Главная » Статьи » Орбита для размышлений » Культура

Медиафилософия

Андрей Фоменко
Фотография: deus ex machina// http://mediaphilosophy.ru/biblioteca/books/mediaphilosophy_3/
В 20-е годы XX века фотография была открыта во второй раз – в
качестве медиума искусства или, если быть точным, в качестве медиума
культурной революции, призванной радикально трансформировать сферу
художественного производства. Эта роль, придаваемая фотографии
представителями авангардного искусства – прежде всего представителями
интернационального конструктивизма, - тем более примечательна, что еще
незадолго до этого фотография не считалась полноценной
художественной формой. Особой нетерпимостью к фотографии
отличались как раз художники-модернисты, для которых она превратилась
в синоним рабского подражания натуре. Как объяснить эту неожиданную
перемену, благодаря которой и осуществилась конвергенция
художественного авангарда и фотографии? Не претендуя на всестороннее
и исчерпывающее исследование этой проблемы, я хотел бы
проанализировать лишь некоторые из ее аспектов – а именно те, которые
касаются природы фотографического знака.
В качестве начального пункта анализа предлагаю обратиться к
одному из первых опытов теоретической рефлексии относительно
феномена фотографии в авангардной культуре 20-х годов – к тексту Юрия
Тынянова «Об основах кино». Характерно, что Тынянова мало интересует
фотография сама по себе – он рассматривает ее лишь в связи с основной
темой своего эссе. В отличие от кино, считает Тынянов, фотография
эстетически неполноценна, поскольку присущие ей формальные качества,
которые могли бы стать базой для фотографической поэтики,
противоречит ее основной «установке». Последняя заключается в
«сходстве» с референтом, в то время как эстетическая функция
фотографии основывается на деформации означаемого материала. А для
формалистов деформация тождественна оформлению, т. е. организации
материала по правилам определенной медиальной грамматики.

==*==

> Что сделать
Приведите продолжение статьи о фотографии и авангарде 20-х годов, приведенной выше, начиная сразу после ее последнего предложения.

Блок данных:

==*==

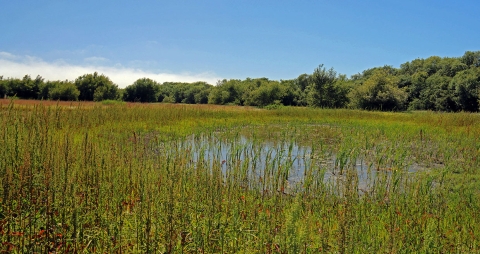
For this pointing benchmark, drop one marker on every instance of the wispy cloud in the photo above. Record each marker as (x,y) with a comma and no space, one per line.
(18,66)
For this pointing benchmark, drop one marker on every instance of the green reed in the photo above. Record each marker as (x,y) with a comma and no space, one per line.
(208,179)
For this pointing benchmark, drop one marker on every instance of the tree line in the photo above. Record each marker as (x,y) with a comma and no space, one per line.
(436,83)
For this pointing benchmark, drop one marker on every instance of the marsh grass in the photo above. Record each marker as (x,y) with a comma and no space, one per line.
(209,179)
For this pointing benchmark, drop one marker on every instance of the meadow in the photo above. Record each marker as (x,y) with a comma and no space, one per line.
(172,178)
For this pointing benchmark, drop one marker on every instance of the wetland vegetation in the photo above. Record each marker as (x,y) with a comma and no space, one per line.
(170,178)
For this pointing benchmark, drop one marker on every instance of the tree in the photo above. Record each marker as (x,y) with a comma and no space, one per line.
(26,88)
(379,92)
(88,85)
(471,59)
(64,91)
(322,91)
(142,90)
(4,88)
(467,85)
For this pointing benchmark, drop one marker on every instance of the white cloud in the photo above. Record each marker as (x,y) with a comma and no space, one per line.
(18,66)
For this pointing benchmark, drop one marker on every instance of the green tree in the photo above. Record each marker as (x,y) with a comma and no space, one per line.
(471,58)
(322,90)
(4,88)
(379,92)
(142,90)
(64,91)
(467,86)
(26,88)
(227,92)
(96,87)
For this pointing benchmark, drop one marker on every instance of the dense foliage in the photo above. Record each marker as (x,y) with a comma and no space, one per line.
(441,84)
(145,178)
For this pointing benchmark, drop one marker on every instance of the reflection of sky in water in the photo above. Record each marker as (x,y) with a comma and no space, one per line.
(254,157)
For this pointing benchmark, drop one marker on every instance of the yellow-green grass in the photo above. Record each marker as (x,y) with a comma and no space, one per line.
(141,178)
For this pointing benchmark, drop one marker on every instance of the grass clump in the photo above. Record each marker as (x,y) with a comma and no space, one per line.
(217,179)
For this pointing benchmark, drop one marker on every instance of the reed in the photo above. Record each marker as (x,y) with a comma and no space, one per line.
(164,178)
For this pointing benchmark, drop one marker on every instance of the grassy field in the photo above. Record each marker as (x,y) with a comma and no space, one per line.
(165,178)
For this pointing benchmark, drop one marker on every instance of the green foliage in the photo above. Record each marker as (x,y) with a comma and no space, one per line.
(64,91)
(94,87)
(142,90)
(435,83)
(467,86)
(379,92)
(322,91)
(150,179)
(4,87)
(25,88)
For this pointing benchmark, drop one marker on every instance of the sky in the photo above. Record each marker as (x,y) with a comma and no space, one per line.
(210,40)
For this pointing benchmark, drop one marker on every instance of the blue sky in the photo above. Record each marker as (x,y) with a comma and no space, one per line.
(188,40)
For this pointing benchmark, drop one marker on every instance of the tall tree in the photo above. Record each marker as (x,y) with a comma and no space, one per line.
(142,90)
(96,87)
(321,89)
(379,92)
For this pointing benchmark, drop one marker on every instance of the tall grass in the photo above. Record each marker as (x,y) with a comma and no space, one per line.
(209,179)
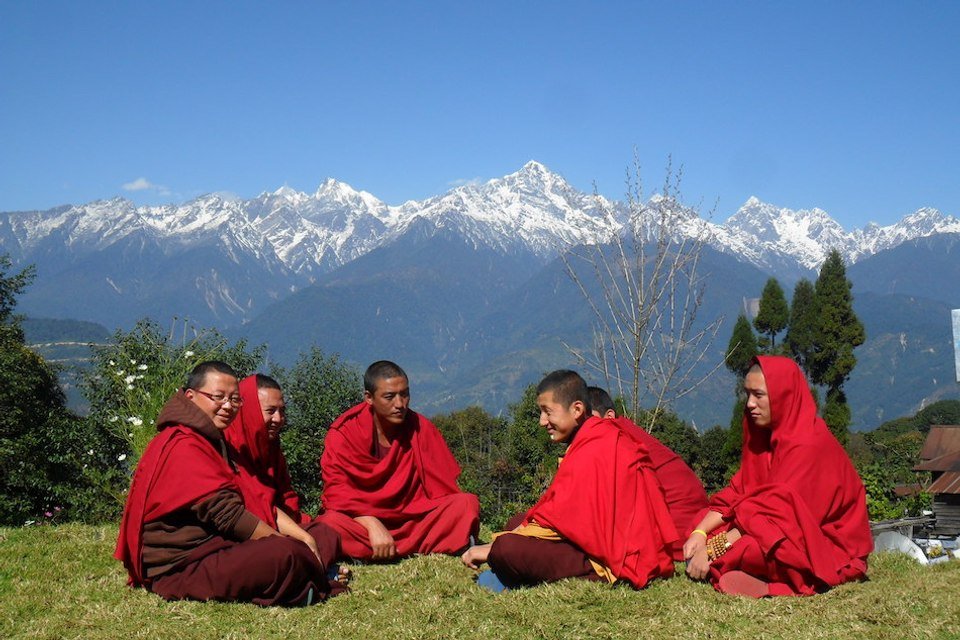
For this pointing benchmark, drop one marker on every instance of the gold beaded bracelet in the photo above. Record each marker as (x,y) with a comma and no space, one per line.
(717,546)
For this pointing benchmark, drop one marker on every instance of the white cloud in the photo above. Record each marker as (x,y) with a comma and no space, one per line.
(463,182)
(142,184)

==*==

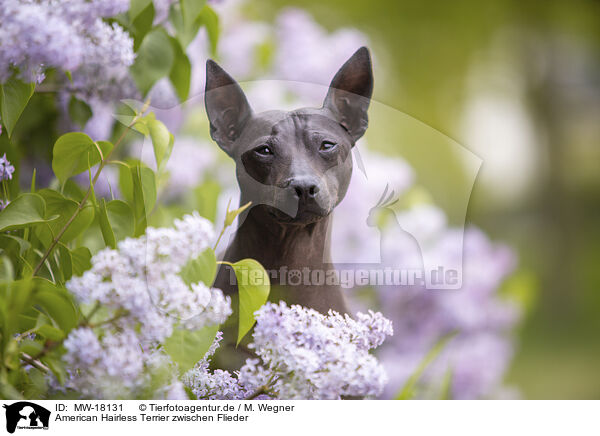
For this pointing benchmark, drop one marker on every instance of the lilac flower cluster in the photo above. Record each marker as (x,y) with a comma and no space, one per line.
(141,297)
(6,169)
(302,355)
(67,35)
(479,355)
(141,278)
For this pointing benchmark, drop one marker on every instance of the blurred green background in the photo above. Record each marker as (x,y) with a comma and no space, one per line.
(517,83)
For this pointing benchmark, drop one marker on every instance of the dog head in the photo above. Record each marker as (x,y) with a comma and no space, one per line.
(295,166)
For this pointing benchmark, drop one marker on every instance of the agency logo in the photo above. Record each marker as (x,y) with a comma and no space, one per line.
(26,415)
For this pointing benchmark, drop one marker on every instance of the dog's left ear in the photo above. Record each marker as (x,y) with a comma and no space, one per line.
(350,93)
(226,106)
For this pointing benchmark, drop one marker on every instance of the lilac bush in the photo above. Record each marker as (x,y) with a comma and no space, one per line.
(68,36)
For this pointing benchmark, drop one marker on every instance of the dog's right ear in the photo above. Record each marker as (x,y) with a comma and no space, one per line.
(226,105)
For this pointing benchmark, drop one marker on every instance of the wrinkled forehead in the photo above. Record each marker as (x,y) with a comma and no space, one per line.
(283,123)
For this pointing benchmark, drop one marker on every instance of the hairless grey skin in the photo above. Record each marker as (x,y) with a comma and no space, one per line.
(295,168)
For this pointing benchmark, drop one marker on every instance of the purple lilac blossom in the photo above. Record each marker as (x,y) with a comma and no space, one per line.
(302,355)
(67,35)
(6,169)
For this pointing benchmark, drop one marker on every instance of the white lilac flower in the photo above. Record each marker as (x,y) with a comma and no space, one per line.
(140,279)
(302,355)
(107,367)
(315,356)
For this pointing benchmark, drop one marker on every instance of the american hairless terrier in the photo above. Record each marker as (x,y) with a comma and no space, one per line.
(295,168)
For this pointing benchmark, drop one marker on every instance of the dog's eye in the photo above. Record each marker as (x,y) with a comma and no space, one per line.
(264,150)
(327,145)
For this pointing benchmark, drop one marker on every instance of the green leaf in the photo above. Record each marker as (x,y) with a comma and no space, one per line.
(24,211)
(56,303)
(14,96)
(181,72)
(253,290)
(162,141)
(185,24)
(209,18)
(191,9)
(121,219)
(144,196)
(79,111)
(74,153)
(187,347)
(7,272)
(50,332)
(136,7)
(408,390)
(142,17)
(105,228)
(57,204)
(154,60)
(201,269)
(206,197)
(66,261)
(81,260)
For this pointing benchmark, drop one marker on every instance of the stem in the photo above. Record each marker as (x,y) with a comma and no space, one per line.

==*==

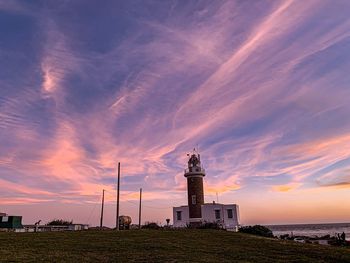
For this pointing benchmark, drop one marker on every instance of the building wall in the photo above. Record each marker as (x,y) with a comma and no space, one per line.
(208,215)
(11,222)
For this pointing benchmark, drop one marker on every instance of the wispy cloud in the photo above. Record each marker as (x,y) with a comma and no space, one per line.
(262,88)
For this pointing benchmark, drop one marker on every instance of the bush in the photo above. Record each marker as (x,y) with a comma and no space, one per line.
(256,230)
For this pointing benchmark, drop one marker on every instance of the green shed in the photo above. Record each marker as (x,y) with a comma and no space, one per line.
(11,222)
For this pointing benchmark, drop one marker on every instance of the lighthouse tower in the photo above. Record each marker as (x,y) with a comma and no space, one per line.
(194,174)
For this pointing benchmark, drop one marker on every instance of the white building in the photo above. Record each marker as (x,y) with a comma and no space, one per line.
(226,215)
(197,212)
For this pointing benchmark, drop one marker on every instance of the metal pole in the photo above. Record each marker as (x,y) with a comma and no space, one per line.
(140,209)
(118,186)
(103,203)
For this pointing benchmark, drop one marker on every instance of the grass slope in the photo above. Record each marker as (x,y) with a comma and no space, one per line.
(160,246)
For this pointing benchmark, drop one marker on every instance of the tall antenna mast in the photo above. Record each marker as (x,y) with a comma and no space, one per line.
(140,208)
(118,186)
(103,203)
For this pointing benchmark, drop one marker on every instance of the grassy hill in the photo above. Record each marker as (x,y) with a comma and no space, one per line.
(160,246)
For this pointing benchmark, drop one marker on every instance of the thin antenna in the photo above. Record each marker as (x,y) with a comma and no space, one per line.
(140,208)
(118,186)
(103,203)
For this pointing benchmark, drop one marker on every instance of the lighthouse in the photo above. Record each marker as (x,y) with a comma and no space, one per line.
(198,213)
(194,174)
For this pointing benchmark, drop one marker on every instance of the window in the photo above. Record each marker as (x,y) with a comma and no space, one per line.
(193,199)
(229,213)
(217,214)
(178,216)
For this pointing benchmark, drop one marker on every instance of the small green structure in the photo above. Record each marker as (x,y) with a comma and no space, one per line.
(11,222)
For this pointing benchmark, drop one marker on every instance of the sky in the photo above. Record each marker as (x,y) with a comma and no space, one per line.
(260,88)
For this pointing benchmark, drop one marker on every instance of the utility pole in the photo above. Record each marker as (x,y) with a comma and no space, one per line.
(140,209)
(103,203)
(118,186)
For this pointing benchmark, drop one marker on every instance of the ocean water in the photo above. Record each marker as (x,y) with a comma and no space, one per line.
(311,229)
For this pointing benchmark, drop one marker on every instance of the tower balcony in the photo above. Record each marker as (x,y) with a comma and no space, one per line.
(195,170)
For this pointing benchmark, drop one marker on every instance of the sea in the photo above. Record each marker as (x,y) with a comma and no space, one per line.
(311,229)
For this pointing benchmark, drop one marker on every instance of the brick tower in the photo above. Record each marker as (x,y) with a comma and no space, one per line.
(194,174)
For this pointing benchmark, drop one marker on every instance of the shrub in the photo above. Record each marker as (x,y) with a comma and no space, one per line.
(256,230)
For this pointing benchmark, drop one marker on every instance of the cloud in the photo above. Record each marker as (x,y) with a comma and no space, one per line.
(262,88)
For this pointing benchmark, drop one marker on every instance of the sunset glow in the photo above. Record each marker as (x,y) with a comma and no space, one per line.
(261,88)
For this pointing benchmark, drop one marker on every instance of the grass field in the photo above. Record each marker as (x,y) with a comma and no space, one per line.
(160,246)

==*==

> Итог упражнения
Фотография (де)формирует свой материал прежде всего путем его
рамирования, или, иначе говоря, выделения из неопределенной
пространственно-временной протяженности. «Выделение материала на
фото ведет к единству каждого фото, к особой тесноте соотношения всех
предметов или элементов одного предмета внутри фото, – пишет Тынянов.
Андрей Фоменко
8
– В результате этого внутреннего единства соотношение между
предметами или внутри предмета – между его элементами –
перераспределяется. Предметы деформируются»1.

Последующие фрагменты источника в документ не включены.